- [PROBLEM TO WORK ON]: Reproduce the data below verbatim from the line containing "Flash Round! Name the bounding box of the windshield" through its final line, and produce nothing more.

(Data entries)
Content starts
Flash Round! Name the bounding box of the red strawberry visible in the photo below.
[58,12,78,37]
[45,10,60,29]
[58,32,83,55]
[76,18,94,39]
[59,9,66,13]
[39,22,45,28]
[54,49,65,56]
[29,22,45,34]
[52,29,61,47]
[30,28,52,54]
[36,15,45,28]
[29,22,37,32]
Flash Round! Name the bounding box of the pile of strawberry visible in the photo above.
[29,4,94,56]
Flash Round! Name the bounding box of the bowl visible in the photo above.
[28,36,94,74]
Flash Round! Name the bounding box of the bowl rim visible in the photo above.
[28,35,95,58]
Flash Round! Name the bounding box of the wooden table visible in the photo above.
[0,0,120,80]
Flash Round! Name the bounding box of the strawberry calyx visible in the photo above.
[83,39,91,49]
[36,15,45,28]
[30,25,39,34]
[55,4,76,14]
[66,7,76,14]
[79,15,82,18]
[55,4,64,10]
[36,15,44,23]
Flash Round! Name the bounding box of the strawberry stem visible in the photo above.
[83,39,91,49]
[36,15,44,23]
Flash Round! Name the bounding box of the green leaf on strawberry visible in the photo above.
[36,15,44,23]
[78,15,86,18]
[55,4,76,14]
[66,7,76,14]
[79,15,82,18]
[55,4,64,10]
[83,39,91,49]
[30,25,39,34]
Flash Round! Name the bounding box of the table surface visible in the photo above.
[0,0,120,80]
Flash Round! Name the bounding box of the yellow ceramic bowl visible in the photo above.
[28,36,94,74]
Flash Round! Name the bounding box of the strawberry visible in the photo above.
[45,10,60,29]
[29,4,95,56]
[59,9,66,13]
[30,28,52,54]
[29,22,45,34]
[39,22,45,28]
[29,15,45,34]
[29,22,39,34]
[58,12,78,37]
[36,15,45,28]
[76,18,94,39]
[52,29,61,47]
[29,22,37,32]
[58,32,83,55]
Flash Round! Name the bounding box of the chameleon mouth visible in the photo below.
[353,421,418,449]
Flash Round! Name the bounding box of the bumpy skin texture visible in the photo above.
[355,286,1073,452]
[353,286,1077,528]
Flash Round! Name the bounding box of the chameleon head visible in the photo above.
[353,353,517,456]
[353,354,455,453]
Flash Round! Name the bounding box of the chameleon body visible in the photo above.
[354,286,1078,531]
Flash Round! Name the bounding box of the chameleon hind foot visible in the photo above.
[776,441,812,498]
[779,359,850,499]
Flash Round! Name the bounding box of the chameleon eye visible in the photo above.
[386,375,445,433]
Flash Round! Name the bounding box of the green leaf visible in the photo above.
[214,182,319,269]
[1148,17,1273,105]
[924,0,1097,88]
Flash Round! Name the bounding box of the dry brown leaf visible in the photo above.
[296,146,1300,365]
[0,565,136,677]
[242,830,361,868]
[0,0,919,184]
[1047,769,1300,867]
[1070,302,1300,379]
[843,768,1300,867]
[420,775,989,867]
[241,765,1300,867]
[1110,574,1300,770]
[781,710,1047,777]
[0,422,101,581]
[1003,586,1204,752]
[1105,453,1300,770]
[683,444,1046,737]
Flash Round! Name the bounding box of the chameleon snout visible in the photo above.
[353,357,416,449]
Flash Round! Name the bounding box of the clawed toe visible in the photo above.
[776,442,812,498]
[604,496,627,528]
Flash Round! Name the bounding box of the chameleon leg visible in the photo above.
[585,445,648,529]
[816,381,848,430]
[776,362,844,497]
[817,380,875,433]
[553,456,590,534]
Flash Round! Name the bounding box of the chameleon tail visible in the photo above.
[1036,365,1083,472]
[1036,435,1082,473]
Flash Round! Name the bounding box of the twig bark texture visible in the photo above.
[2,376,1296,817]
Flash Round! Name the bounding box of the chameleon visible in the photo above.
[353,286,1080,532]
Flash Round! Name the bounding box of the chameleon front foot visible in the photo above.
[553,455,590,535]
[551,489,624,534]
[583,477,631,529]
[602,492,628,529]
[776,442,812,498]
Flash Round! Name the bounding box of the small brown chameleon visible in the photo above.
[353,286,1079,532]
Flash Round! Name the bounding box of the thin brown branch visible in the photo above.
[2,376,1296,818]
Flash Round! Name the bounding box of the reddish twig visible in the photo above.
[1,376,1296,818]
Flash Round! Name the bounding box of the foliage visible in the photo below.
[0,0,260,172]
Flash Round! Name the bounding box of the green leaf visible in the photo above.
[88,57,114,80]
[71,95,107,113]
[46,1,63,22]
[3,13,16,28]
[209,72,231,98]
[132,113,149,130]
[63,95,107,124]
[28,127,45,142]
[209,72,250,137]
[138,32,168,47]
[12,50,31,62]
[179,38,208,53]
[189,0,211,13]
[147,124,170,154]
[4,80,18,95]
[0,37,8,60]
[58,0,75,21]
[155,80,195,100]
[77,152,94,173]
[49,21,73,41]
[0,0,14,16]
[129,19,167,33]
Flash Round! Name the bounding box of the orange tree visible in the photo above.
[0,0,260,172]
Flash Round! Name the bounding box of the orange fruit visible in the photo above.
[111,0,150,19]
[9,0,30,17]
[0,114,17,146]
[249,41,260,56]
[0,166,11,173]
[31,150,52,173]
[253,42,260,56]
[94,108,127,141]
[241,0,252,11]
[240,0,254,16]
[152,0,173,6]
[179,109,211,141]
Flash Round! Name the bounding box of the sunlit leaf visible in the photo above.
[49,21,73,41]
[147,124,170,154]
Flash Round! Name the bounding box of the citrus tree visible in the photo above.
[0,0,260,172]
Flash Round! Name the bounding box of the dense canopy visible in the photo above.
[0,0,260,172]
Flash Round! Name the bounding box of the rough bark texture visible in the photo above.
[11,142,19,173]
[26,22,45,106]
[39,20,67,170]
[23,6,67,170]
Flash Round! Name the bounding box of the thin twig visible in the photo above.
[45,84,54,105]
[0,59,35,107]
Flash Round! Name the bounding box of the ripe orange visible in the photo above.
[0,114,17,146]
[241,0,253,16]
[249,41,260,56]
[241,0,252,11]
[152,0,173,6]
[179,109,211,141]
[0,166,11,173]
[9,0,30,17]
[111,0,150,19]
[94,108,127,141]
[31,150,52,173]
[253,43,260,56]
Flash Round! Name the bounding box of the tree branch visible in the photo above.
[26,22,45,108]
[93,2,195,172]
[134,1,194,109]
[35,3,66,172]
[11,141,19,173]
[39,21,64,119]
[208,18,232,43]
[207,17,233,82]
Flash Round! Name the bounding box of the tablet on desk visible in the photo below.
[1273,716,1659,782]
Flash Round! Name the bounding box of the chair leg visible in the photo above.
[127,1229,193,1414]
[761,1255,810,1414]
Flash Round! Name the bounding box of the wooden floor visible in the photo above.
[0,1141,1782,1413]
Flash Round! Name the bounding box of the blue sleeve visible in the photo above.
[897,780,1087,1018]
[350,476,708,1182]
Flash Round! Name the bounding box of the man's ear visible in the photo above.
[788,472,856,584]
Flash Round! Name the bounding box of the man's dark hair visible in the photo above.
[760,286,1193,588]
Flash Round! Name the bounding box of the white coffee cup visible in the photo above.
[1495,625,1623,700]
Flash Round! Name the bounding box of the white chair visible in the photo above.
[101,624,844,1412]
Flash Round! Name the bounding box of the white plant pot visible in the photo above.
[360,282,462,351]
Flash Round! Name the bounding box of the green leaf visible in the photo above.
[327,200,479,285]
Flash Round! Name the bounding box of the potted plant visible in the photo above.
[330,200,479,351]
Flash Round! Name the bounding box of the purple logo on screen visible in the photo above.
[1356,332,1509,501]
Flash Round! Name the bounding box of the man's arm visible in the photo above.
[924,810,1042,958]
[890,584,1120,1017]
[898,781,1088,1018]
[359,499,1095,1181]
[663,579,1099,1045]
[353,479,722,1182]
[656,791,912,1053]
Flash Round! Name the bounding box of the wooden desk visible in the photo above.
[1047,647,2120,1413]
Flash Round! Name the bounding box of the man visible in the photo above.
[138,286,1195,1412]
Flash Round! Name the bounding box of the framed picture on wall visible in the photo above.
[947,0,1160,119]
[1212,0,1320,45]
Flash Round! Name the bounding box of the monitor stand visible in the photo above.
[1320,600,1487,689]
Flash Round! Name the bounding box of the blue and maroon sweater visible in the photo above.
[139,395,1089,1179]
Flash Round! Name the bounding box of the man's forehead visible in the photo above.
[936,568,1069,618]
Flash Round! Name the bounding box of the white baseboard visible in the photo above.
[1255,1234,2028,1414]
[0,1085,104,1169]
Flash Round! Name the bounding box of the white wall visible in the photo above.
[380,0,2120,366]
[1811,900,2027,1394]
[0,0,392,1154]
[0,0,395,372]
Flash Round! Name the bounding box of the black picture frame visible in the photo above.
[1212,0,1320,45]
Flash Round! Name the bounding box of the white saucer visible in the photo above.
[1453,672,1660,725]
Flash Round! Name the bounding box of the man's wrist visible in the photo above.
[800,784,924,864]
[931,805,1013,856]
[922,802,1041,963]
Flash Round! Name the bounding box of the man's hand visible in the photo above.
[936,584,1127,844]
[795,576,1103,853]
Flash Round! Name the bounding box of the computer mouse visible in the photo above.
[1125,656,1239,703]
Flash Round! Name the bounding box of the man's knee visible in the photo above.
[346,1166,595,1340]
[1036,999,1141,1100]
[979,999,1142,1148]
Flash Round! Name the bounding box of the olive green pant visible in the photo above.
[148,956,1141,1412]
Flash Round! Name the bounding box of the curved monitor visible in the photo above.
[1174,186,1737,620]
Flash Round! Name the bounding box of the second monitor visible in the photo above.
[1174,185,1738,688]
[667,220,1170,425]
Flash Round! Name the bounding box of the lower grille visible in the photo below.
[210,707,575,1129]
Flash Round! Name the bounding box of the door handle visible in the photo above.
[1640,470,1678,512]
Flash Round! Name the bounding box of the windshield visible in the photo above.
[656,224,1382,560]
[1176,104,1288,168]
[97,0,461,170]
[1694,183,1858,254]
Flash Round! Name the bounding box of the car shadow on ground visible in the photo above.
Content ends
- [ANSWER BOX]:
Flash Round! Name the bounding box of the windshield visible in the photo above.
[656,224,1382,560]
[1176,104,1288,168]
[97,0,461,170]
[1694,183,1858,254]
Flash Round! Name the bounding box of the car shadow on ground visible in the photo above.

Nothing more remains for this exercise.